◆ **Given passage**:
FIG. 5 discloses a forth application of the nozzle resistance of FIG. 1;

FIG. 6 discloses the use of the nozzle resistance of the invention in an apparatus for generating a hydraulic output signal corresponding to an electric input signal, said apparatus being adapted to be used as the first stage of a two stage servo valve;

FIG. 7 is a schematic representation of the apparatus of FIG. 6;

FIG. 8 is another embodiment of an apparatus for generating a hydraulic output signal corresponding to an electric input signal representing a first stage of a two stage servo valve;

FIG. 9 is a circuit diagram of a well known closed loop control circuit.

DESCRIPTION OF THE PREFERRED EMBODIMENTS

Referring to FIG. 1 of the drawings, a nozzle resistance (also called jet resistance or orifice resistance) 1 is disclosed as being controlled by a piezoelectric means. The following description will refer to said resistance 1 as piezo controlled nozzle resistance or simply as nozzle resistance 1.

The nozzle resistance 1 comprises a rotation-symetric housing 2 in the form of a sleeve. At the outer surface of said housing 2 grooves are provided which are adapted to receive seals 3. A longitudinal bore 4 (preferably stepped as at 140) extends inside of said housing 2. Reference numeral 5 refers to a piezoelectric element which, for practical purposes, consists of a stack of a plurality of piezoelectic disks. The piezoelectric element 5 comprising--as shown a plurality of individual piezoelectric elements--can also be refered to as a piezoelectric translator and is fixedly mounted to a bottom of said bore 4 by means of a sealing and fixing material 6. At its upper end the piezoelectric element 5 is provided with a baffle plate 8. At the bottom of the housing 2 a pressure sealed cable passage 9 is shown for passing an input cable 6, by means of which an electrical input signal 28 can be supplied to said piezoelectric element 5.

A nozzle body 11 fits into said bore 4 and is fixedly mounted therein such that it ends adjacent to said baffle plate 8. Like the piezoelectric element 5 the nozzle body 11 is located in rotational symmetry to the longitudinal axis 7 of the housing 2 of the nozzle resistance 1. Within the nozzle body 11 a hollow space or nozzle chamber 20 is formed. Said chamber 20 is closed at one end by means of a plug (not shown) which is in threaded engagement with threads 12. At the opposite end, the nozzle body 11 is provided with an axial bore 15 having a diameter D and ending adjacent to said baffle plate 8.

Moreover, a plurality of circumferentially spaced radial bores 13 are provided in the housing 2. For alignment with said radial bores 13 radially extending bores 14 are provided in the nozzle body 11 so as to provide the connection between said nozzle chamber 20 and the outside of the housing 2.

It should be clear that in operation the sleeve-like housing 2 (which could also be called a cartridge) is inserted into the block of a hydraulic apparatus, for instance a valve block. Thus, arrow 18 in FIG. 1 shows schematically the input of a pressurized fluid, preferably a hydraulic oil, and arrow 19 shows the outlet for said fluid. Clearly, the outlet occurs via circumferentially spaced radial bores 17 extending between a control chamber 21 formed between the nozzle body 11 and the piezo electric element 5, and the outside of said housing 2.

◆ **Tasks and exercises**:
• a. Do these statements agree with the nozzle resistance description? Answer yes or no for each and quote the words that decide it. (i) The piezoelectric element 5 is fixed to the bottom of bore 4 with a sealing and fixing material. (ii) The nozzle chamber 20 is closed at one end by a welded cap. (iii) Arrow 19 marks where the pressurized fluid enters.
• b. Carry the nozzle resistance description forward, starting after its last sentence.

◆ **Provided material**:
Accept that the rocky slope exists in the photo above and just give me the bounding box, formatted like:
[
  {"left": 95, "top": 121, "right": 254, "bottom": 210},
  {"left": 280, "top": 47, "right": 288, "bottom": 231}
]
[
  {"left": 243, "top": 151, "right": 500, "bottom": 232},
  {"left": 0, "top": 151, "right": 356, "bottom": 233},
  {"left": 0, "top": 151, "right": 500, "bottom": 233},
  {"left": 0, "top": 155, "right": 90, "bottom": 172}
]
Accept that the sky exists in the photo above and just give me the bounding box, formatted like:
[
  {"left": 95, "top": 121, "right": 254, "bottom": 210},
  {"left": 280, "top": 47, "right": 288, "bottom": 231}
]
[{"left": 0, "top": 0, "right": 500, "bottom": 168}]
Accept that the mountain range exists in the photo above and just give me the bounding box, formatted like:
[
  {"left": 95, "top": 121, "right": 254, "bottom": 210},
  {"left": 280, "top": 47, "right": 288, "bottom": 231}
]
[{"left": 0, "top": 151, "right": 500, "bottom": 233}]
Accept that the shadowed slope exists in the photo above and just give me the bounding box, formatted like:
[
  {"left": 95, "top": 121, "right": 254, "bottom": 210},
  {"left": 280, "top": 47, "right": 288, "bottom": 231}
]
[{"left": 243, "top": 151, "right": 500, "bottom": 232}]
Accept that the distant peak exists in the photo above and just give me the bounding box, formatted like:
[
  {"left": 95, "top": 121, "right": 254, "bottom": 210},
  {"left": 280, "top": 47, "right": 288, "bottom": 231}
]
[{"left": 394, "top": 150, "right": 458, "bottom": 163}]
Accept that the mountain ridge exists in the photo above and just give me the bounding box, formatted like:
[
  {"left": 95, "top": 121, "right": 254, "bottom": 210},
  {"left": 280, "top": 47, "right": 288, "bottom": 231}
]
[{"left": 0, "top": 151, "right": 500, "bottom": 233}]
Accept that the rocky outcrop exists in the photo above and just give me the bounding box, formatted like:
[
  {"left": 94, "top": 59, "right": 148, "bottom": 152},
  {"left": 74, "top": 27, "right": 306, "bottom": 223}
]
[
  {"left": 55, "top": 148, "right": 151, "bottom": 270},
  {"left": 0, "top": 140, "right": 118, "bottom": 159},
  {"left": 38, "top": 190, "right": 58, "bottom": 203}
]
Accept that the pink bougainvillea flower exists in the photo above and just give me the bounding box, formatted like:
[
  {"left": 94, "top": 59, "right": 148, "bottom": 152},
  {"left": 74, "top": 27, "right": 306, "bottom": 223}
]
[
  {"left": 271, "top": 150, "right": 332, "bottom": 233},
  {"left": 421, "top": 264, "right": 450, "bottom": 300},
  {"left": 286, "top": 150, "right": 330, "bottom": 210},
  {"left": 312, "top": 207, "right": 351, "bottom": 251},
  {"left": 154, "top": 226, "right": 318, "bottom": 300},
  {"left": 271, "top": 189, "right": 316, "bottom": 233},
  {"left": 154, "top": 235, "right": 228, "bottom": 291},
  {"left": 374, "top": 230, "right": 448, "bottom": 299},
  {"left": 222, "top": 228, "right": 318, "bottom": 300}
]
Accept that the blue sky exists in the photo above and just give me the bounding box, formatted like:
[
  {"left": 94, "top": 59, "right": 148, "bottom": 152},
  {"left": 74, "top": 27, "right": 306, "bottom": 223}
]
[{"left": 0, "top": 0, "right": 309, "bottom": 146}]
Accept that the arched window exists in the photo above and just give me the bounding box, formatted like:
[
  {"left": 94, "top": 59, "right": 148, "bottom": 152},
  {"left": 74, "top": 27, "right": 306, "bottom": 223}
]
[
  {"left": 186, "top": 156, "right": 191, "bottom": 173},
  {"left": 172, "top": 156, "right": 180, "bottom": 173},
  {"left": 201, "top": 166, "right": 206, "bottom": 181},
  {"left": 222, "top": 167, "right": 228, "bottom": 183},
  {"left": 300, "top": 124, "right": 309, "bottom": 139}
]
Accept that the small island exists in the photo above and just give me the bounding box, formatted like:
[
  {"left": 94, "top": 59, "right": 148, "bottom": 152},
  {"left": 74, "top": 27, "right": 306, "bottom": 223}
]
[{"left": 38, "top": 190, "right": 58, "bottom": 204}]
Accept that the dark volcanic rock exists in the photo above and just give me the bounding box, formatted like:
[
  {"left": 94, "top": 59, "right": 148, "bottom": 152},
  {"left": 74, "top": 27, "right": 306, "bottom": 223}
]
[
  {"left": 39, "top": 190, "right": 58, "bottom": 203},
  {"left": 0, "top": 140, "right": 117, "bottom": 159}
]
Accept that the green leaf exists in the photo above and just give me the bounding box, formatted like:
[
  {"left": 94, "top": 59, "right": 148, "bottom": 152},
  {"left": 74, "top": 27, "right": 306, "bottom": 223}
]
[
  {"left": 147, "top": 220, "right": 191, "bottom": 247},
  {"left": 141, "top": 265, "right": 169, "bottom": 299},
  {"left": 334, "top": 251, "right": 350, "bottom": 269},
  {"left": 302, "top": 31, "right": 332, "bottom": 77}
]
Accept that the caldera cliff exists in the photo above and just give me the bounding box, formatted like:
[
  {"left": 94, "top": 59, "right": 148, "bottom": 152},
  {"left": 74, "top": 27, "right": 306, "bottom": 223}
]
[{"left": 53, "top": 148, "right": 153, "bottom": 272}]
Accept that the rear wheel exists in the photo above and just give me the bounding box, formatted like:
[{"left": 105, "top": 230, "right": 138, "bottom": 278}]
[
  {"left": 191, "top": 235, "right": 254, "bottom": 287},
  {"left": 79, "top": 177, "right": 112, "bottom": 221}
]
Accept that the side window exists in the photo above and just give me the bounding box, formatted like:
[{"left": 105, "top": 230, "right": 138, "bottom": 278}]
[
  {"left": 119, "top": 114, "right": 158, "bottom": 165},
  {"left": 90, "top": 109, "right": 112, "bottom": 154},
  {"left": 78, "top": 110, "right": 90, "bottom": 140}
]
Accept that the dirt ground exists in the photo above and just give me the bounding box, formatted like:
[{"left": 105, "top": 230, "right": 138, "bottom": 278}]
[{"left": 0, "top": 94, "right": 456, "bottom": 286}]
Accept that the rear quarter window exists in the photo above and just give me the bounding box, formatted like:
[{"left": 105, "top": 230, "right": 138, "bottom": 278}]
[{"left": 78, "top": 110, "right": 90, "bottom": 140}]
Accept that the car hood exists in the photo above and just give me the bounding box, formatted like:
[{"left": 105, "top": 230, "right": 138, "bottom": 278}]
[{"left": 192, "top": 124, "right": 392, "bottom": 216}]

◆ **Outputs for the tasks**:
• a.
(i) Yes: "is fixedly mounted to a bottom of said bore 4 by means of a sealing and fixing material 6"
(ii) No: "closed at one end by means of a plug (not shown) which is in threaded engagement with threads 12"
(iii) No: "arrow 19 shows the outlet for said fluid"

• b.
Still referring to FIG. 1 it is noted that the distance between the upper surface of the baffle plate 8 and the lower end of the axial bore 15 is referred to by X.sub.o. Said distance X.sub.o can be changed in its magnitude due to the control of the piezoelectric element 5 by means of the electrical signal 28. The movement or stroke of the piezoelectric element 5 can be in the area of 25 micrometers. Preferably the baffle plate 8 is made of hard metal or rubin material mounted on ceramic material.

The nozzle resistance 1 as shown in FIG. 1 is a compact element or unit which can be used for different applications. The unit is preferably already preadjusted and is self contained.

The nozzle resistance 1 as shown in FIG. 1 can be used by itself to provide, depending on the energization of the piezoelectric element 5 by an electric input signal 28, a hydraulic resistance of smaller or larger size.

FIG. 2 shows the application of the nozzle resistance 1 together with a fixed orifice or nozzle 75. As it is customary, P refers to a pump port, A refers to a user port and T refers to a tank port. The pressure differential between P and A is referred to as AT and the pressure differential between P and T is referred as PT.

FIG. 3 discloses two nozzle resistances 1 in series together with a hydraulic center tap. The pressure differentials are referred to as AT and PT similar to FIG. 2.

FIG. 4 discloses a circuit arrangement similar to FIG. 2 however "doubled". Such a design can be preferably used for a servo valve for acuating a control spool which is subjected to pressure on both sides. This embodiment will be discussed below in more detail in connection with FIG. 8.

FIG. 5 discloses a circuit arrangement similar to FIG. 3, again "doubled". This design will be discussed in more detail when referring to FIG. 6 and 7 in connection with the actuation of the control spool.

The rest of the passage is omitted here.